* Extract
Delivery in day(s): 5
Unit 33 Data Analysis and Design Sample Assignment
1.1-Critically compare different data models and schemas.
Data Models tells us how to create logical design of database. There are three major types of data models:
- Relational Model –In this model data is organized in form of tables or relations which are related to each other.
Consider an example, where there is a company with various departments. Each department has certain manager and employees. Every entity is related to each other.
- Hierarchical Model - In this model, each entity has one parent or root but may have one or several children or child entities.
- Network Model – In this model, all entities are organized in form of graph. Some entities can be accessed from more than one path.
1.2- Compare database systems with file based systems and also discuss the benefits and limitations of different database technologies with reference to above scenario
File systems and database management systems (DBMS) are two ways of managing data. DBMS is a computer based system to record persistent data.
- In database management system, data is stored in large databases, while in file system, data is stored in form of files.
- In file system, tasks like storage, retrieval, and search are done manually while in DBMS such tasks are automated, usually done by help of some tool.
- Manual process of executing tasks invites problems like data integrity, data inconsistency and data security while such problems can be avoided in DBMS.
- In DBMS certain control mechanisms are used and reading line by line is not required, whereas this is not the case with file systems.
- We can avoid unauthorized access to database in DBMS whereas in file systems this is not possible.
- With DBMS we can make use of backup and recovery, whereas in file systems, data once lost cannot be recovered back.
- In DBMS, multiple users can access the data at one time, whereas with file systems this is not possible. File systems are basically designed for single user to access it at a time.
- DBMS avoids data duplication. If a set of data is required by multiple web application, it is made available, whereas in file system this is not possible, one program is not readable by another program.
- DBMS coordinates both logical and physical access to data, while file system only provides physical access to data.
1.3- Analyze different approaches to database design.
Organizations these day’s follow four major techniques of designing databases. These are:
- Top-Down Approach – This starts with a general idea of what is required for the system and moves towards more specific details. This process involves identifying various entities and their attributes.
- Bottom-Up Approach–This approach is just reverse of top down approach. It starts from more specific details and moves down to general details. In this approach, attributes are identified prior to entities.
- Centralized Approach–This approach is useful in small organizations, where there are less number of entities and interactions between entities and attributes is easy. This approach is even considered in some large organizations which follow a relatively simple database structure. Normally it has a single database administrator or a small website design team that designs the entire database for the organization. Problem or specification is defined by this person or design team, a conceptual design is created, this conceptual design is verified by user views and system processes and data constraints are defined, to ensure that developed design complies with organization’s requirements.
- Decentralized Approach–This approach is useful when the system has large number of entities and complex relationships exist among them. A team of carefully selected designers is employed for large or complex projects, to accomplish the job.
2.1 - Discuss the principles of normalization and steps followed to achieve normal forms
Database normalization is a technique to arrange, manage or organize the data (fields and tables) in a relational database. This process is followed to minimize redundancy and to ensure that data is logically stored.

* Provided data
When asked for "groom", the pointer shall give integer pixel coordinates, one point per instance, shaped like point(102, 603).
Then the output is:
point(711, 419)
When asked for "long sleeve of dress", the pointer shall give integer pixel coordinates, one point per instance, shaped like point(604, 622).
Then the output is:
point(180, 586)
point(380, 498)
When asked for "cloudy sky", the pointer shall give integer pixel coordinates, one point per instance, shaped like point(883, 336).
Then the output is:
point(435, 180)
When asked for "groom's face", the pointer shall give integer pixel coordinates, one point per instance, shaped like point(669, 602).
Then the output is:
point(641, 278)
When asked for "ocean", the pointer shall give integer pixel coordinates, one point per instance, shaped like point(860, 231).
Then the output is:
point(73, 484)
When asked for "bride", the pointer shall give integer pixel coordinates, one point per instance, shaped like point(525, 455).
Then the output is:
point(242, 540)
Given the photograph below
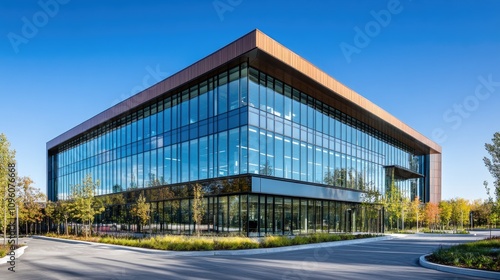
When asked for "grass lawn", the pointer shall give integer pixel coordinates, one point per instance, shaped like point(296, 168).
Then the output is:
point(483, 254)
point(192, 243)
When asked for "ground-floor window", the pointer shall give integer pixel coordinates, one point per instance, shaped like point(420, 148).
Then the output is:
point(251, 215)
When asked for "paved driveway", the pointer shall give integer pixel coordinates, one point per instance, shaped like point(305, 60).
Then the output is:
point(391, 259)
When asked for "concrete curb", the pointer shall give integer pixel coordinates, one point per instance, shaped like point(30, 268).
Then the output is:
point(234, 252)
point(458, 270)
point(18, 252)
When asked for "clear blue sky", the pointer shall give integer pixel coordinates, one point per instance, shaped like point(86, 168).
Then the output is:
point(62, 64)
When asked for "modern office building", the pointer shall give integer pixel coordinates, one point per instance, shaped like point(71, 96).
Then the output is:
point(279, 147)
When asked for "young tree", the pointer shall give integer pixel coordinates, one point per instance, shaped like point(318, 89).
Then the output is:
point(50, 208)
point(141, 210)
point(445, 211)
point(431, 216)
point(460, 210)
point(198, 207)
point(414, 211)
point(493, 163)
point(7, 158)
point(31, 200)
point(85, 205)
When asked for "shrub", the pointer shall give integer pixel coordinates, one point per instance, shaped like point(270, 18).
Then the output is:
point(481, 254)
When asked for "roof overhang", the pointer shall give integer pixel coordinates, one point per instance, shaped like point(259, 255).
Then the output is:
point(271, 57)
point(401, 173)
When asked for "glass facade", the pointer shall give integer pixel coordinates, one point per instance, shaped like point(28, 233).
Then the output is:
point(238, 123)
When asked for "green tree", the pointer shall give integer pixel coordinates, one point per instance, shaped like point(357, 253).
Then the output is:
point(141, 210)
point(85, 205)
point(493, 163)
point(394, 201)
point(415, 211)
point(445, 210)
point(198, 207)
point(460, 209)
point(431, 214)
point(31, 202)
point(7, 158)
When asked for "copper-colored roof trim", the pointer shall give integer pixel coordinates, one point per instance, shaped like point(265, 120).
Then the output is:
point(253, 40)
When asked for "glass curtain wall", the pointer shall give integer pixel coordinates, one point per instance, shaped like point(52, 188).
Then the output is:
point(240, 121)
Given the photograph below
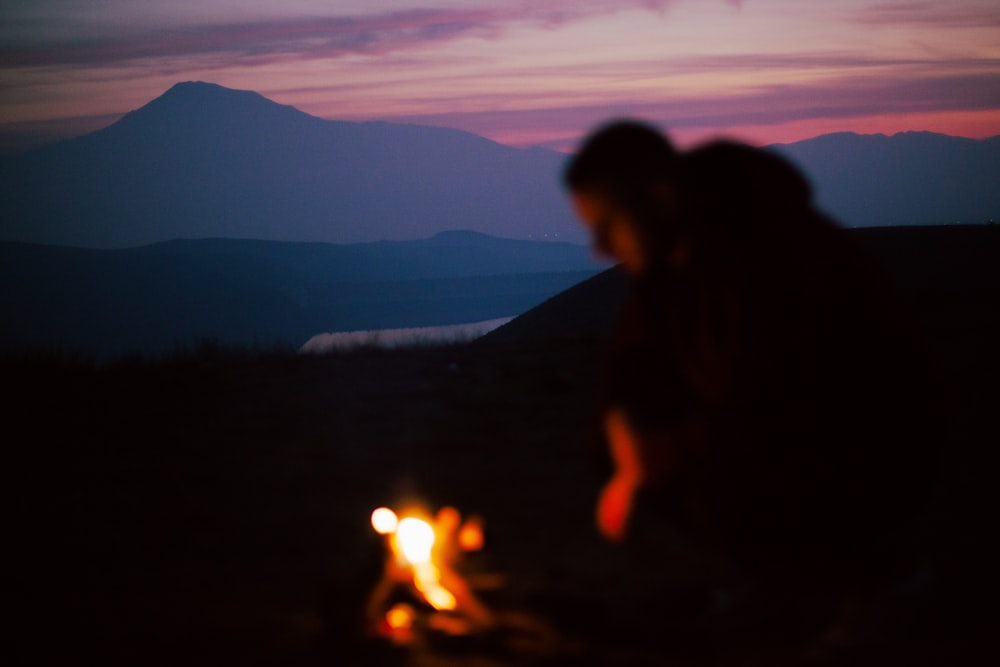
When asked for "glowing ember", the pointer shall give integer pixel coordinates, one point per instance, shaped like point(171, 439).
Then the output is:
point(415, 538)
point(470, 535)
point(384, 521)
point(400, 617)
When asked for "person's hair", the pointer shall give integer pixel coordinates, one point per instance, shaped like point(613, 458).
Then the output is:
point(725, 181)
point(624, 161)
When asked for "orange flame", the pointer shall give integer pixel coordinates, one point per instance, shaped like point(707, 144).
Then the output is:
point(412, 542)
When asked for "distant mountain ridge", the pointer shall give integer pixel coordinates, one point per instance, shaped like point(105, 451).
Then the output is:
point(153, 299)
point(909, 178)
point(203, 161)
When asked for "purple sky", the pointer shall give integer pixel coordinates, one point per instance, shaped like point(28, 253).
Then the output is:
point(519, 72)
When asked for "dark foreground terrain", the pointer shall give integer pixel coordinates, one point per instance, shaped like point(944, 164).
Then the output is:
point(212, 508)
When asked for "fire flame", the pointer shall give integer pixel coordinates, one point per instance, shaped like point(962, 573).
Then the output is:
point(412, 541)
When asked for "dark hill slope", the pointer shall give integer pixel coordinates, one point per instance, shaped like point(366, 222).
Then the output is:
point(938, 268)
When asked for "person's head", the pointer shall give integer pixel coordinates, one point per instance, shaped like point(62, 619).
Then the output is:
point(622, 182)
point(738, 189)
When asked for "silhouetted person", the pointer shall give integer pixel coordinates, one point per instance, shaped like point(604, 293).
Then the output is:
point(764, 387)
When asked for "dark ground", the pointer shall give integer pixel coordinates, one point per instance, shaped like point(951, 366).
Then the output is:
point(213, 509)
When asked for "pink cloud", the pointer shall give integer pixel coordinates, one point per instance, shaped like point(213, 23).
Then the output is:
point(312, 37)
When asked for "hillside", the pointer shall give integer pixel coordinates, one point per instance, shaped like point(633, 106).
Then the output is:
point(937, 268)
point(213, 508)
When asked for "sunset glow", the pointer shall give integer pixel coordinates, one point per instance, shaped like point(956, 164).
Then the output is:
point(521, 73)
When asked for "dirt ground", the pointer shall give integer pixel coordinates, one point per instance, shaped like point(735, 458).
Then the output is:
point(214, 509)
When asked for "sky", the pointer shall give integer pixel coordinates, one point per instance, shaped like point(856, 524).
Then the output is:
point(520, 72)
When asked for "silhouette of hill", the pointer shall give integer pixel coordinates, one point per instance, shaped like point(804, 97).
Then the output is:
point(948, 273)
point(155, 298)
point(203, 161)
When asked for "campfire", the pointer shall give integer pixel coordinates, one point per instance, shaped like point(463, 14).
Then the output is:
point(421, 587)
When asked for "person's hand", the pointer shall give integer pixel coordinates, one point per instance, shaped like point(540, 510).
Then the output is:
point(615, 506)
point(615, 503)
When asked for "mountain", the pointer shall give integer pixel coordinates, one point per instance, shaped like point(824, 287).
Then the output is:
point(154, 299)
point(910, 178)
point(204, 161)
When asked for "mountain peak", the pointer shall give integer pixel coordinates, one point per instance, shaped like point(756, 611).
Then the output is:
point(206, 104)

* Directions
• A. Please set out the rows as a numbered list with blank lines left out, starting with the first row and going on through the row with "point(73, 484)".
• B. Proceed with the sample assignment on data analysis and design, picking up after its last sentence.

* Solved problems
• A.
1. When asked for "groom", the pointer shall give integer pixel coordinates, one point per instance, shaped like point(102, 603).
2. Then the output is:
3. point(711, 419)
4. When asked for "long sleeve of dress", the pointer shall give integer pixel coordinates, one point per instance, shaped like point(604, 622).
5. Then the output is:
6. point(180, 586)
7. point(380, 498)
8. When asked for "cloudy sky", the pointer shall give integer pixel coordinates, one point per instance, shaped like point(883, 336).
9. Then the output is:
10. point(435, 180)
11. When asked for "groom's face", the pointer shall give integer pixel coordinates, one point per instance, shaped like point(669, 602).
12. Then the output is:
13. point(641, 278)
14. When asked for "ocean", the pointer shall give integer pixel coordinates, one point per instance, shaped like point(860, 231).
15. Then the output is:
16. point(73, 484)

• B.
If our database is not normalized, it becomes difficult to maintain and update database without data loss. We might face three kinds of anomalies if database is not normalized. These are:
Consider table Manager:
Suppose for table Manager, for a new entry we have manager_id, manager_name, manager_address, but the newly recruited person has not been assigned any department yet, still then we have to insert NULL there, leading to insertion anomaly.
In above table, if for ‘01’ manager_id there is only one department assigned, but if he temporarily drops it, then we might have to delete entire record corresponding to it, rather than only one column.
To update the address of the manager, who occurs more than once in a table, we need to update address in all entries, else data will become inconsistent. E.g.: In above table, Manager_name = Neil occurs more than once, so manager_address entries needs to be changed two times in the table.
Therefore, to remove such anomalies, we need to normalize our database tables.
There are 4 major types of Normal Forms:
First Normal Form (1NF):According to this rule, no two groups of data or records in table must contain same information. E.g.:
Manager Table: (Before normalization)
Manager Table: (After Normalization)
After normalizing manager table, each row has unique data, but data redundancy increases.
Second Normal Form (2NF): There must not be any partial dependencies, according to this rule. The concatenation must depend on primary key.
Manager table after 2NF:
Third Normal Form (3NF): According to this rule, all the transitive dependencies must be removed from the table and every non-prime attribute must be dependent on primary key.
New tables after 3NF:
Boycc Codd Normal Form (BCNF):A table is said to be in BCNF, if it is in 3NF and if it does not have multiple overlapping candidate keys.
2.2 – ER Diagram for English Premier League with all entity sets, attributes and relationships and cardinality constraints
2.3 –Relational Data Model
2.4 – Create tables using SQL (DDL) commands
2.5 – Screenshots from SQL Server Management Studio (IDE)
Creation of Table -Manager:
Creation of Table -Players:
Creation of table – Coach:
Creation of Table – refree:
Creation of Table – Team:
Creation of Table – Game:
Update table with Primary Key Constraint:
Insertion of Data into Table:
Updation of Data into table:
3.1 - Benefits of using manipulation and query tools in a relational database system
SQL DDL commands – DDL stands for data definition language. These commands help us to define the database structure.
Create Table statement, Drop table statement and Alter table statement are three major commands which help us to define structure of database and schema.
Create Table statement: This statement helps us to create table in database. E.g.:
Alter table statement: This statement helps us change a value in a database table. E.g.:
Drop table statement: This statement helps us to delete a database table along with its schema. E.g.:
SQL DML commands – DML stands for data manipulation language. These help us to manage data with schema objects.
Insert statement, update statement and delete statement are three major commands which help us to manipulate with the date in the database tables.
Insert Statement: It helps us to insert data or records in database table.
E.g.–To insert a record of data into table manager we write following query in SQL Server Management Studio IDE:
Delete Statement: It helps us to delete data from database table.
E.g. – To delete a record of data from table manager, we write following query in SQL Server Management Studio IDE:
where manager_id = 2;
Update Statement : This statement helps us to modify data from database table.
Eg – To update a record of data from table manager, we have to write following query in SQL Server Management Studio IDE:
set manager_fname ='Edwin'where manager_id ='1';
By above query, the record with manager_id = 1 will update, manager_fname to Edwin.
3.2 – Populate tables with some data and answer queries –
- List the managers of each team.
- Manager_fname, Manager_lname from manager
On manager.manager_id = team.manager_id;
- Output the full name of the top scorer in the league with the number of goals scored.
Selecttop 1 players. player_fname, players.player_lname, players.score from players
On players.game_id = team.game_id
Orderby team.score desc
- Output the average number of goals per game of all games played.
- AVG(score)as'Average Score'from game
- List all of the games that were played in a particular ‘city’.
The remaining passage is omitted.